___ データ ___

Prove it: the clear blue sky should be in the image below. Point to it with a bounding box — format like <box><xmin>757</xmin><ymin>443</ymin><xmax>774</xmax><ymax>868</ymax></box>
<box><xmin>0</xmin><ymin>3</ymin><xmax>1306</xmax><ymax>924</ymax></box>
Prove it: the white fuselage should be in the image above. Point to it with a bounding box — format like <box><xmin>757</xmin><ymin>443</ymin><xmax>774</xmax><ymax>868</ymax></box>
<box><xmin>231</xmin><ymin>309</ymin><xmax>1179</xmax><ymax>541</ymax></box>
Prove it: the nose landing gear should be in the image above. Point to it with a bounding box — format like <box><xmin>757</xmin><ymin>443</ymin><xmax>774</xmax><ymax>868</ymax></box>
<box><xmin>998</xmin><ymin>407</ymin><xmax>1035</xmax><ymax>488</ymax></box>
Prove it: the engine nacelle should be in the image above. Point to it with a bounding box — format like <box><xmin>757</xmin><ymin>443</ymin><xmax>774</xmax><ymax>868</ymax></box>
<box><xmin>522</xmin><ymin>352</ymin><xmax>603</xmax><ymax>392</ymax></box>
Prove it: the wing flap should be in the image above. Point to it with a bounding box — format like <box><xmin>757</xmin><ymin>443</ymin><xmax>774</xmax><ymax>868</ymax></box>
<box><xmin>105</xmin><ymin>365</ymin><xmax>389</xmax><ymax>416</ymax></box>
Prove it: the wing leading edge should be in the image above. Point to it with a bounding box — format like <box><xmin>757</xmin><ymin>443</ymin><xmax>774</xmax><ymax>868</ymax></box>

___

上のデータで「gear」という語を含む行はいくつありますか。数だけを答えてください。

1